List of tasks:
a - In the summary of the tubular robot paper, what two properties does the new design improve over existing soft continuum robots?
b - Write out, word for word, the part of the tubular robot summary that opens with the words containing "This paper introduces" and closes with "soft continuum robots.".
c - Extend the summary of the ultra-slender coaxial tubular robot paper, starting after its last sentence.

Exercise text:
════════
Ultra-slender Coaxial Antagonistic Tubular Robot for Ambidextrous Manipulation

TL;DR

This paper introduces a novel coaxial antagonistic tubular robot with high stiffness and dexterity, suitable for narrow spaces and minimally invasive surgery, achieved through innovative design, modeling, and optimization.

Contribution

The paper presents a new asymmetric coaxial antagonistic tubular robot with optimized design and a comprehensive modeling approach, enhancing stiffness and dexterity over existing soft continuum robots.

Findings

Demonstrated higher stiffness compared to similar-sized continuum robots.

Showcased potential applications in minimally invasive surgery.

Validated dexterity and stiffness through experiments.
════════
Material provided:
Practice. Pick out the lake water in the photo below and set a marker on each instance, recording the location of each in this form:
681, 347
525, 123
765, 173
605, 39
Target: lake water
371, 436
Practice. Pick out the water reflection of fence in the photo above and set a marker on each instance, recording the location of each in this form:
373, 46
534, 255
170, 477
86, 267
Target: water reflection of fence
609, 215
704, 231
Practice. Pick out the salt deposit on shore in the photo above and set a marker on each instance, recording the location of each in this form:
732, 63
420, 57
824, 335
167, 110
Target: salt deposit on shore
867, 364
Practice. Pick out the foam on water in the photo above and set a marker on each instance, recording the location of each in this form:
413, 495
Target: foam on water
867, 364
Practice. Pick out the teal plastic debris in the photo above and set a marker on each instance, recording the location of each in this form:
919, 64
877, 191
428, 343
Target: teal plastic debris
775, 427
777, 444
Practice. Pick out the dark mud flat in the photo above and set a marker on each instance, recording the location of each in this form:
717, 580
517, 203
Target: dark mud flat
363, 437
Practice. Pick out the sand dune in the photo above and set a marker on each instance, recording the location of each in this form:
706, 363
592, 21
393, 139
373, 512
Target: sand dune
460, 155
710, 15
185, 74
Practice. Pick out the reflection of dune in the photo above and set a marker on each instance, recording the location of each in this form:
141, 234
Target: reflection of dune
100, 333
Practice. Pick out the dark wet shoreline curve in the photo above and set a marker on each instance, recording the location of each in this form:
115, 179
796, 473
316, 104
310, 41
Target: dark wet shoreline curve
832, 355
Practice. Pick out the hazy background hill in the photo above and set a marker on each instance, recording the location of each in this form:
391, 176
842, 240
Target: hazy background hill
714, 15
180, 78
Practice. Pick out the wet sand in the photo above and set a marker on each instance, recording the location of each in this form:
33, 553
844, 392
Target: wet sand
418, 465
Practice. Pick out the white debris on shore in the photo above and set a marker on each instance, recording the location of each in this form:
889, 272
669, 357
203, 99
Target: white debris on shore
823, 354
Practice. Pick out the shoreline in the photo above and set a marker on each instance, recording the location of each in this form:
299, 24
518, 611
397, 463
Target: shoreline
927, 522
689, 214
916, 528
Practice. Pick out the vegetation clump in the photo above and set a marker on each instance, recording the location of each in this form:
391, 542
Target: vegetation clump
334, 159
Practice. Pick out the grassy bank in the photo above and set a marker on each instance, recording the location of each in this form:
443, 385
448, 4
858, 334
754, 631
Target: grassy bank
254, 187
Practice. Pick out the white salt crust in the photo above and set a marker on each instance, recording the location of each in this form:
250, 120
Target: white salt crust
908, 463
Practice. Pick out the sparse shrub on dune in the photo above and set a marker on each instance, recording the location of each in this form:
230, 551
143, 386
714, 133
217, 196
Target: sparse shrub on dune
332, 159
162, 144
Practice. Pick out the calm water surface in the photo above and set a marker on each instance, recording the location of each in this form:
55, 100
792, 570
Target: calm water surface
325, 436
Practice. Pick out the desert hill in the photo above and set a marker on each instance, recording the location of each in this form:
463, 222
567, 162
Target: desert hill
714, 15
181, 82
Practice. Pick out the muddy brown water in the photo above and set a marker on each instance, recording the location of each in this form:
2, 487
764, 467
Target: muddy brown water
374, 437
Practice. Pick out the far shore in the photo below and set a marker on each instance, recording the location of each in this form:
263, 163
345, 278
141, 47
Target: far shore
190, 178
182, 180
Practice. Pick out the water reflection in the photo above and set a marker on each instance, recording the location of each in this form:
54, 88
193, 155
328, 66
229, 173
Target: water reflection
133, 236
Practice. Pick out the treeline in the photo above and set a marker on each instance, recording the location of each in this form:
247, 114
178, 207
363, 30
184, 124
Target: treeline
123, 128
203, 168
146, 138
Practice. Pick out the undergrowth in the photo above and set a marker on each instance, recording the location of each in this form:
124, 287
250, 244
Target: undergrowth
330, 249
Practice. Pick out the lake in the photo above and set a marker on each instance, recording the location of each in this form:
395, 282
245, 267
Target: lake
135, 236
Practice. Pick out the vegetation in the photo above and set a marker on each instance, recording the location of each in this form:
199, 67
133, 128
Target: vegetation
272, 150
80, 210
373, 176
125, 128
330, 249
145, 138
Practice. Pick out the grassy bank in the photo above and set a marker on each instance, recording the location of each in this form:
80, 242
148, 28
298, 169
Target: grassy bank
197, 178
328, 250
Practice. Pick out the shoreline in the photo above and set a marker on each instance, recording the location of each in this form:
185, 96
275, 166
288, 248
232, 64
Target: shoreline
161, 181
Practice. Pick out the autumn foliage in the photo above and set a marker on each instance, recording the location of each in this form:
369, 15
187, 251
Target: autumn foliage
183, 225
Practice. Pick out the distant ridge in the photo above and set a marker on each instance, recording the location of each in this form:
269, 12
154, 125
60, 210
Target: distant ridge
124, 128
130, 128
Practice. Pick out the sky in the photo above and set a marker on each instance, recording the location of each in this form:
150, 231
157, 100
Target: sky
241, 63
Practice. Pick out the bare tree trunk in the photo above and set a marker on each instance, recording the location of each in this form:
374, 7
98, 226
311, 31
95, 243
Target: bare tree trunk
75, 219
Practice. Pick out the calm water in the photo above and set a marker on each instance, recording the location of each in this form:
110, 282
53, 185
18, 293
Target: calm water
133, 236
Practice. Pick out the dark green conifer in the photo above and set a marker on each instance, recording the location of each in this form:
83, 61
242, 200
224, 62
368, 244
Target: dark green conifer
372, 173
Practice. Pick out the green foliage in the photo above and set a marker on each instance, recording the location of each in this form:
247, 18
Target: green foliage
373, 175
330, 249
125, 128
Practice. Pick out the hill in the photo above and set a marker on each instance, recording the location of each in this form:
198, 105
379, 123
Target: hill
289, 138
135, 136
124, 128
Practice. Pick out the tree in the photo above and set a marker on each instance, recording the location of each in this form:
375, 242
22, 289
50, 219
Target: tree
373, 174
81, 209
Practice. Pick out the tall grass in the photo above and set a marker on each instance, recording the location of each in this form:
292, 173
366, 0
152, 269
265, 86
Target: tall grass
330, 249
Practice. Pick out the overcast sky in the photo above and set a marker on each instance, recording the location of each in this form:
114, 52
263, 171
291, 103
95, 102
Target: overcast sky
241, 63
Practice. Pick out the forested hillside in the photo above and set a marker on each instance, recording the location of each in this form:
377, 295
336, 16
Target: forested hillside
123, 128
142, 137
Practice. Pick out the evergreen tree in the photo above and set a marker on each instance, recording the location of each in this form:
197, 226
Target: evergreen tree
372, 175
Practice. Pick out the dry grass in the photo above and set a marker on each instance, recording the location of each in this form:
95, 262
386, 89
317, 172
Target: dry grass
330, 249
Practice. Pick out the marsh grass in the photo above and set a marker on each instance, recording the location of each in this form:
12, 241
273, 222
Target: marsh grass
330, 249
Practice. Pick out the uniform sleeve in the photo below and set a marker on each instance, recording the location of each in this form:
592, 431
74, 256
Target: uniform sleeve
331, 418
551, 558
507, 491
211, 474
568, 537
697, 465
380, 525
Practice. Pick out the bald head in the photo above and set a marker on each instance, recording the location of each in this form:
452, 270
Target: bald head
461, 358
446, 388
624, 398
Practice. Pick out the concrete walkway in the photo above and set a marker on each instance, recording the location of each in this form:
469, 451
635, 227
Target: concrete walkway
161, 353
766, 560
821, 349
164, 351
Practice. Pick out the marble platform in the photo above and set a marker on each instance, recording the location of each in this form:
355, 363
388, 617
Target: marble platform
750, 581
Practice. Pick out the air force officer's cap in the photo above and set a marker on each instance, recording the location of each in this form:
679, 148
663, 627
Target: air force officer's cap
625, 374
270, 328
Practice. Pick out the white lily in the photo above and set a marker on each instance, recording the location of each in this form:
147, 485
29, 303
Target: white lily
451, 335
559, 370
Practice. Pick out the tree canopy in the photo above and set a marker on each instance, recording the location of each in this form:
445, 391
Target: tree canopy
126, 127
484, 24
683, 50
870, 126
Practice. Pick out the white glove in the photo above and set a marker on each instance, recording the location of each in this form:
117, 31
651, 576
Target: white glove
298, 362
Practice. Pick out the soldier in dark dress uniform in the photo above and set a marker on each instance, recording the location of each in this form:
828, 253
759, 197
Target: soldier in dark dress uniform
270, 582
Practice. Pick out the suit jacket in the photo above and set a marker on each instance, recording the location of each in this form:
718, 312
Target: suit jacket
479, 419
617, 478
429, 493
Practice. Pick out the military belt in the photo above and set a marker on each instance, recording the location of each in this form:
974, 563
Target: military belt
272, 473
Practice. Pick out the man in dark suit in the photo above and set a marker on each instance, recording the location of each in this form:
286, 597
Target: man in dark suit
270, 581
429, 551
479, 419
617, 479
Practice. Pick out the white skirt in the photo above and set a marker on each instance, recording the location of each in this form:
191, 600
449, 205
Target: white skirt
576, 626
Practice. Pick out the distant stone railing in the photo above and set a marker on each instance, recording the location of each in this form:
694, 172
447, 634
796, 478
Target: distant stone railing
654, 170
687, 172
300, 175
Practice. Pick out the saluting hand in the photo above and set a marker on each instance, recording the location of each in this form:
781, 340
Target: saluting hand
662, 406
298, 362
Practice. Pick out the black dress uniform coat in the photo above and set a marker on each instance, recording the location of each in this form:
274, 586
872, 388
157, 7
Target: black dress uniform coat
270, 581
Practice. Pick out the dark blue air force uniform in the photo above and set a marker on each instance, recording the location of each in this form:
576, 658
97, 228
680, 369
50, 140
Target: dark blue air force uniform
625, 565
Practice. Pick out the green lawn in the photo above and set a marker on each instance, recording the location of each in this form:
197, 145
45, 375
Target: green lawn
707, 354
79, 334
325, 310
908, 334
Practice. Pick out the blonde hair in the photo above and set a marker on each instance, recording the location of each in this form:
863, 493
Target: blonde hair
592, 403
════════
Response list:
a - Stiffness and dexterity.

b -
This paper introduces a novel coaxial antagonistic tubular robot with high stiffness and dexterity, suitable for narrow spaces and minimally invasive surgery, achieved through innovative design, modeling, and optimization.

Contribution

The paper presents a new asymmetric coaxial antagonistic tubular robot with optimized design and a comprehensive modeling approach, enhancing stiffness and dexterity over existing soft continuum robots.

c -
Abstract

As soft continuum manipulators characterize terrific compliance and maneuverability in narrow unstructured space, low stiffness and limited dexterity are two obvious shortcomings in practical applications. To address the issues, a novel asymmetric coaxial antagonistic tubular robot (CATR) arm with high stiffness has been proposed, where two asymmetrically patterned metal tubes were fixed at the tip end with a shift angle of 180{\deg} and axial actuation force at the other end deforms the tube. Delicately designed and optimized steerable section and fully compliant section enable the soft manipulator high dexterity and stiffness. The basic kinetostatics model of a single segment was established on the basis of geometric and statics, and constrained optimization algorithm promotes finding the actuation inputs for a given desired task configuration. In addition, we have specifically built the design theory for the slits patterned on the tube surface, taking both bending angle and stiffness into account. Experiments demonstrate that the proposed robot arm is dexterous and has greater stiffness compared with same-size continuum robots. Furthermore, experiments also showcase the potential in minimally invasive surgery.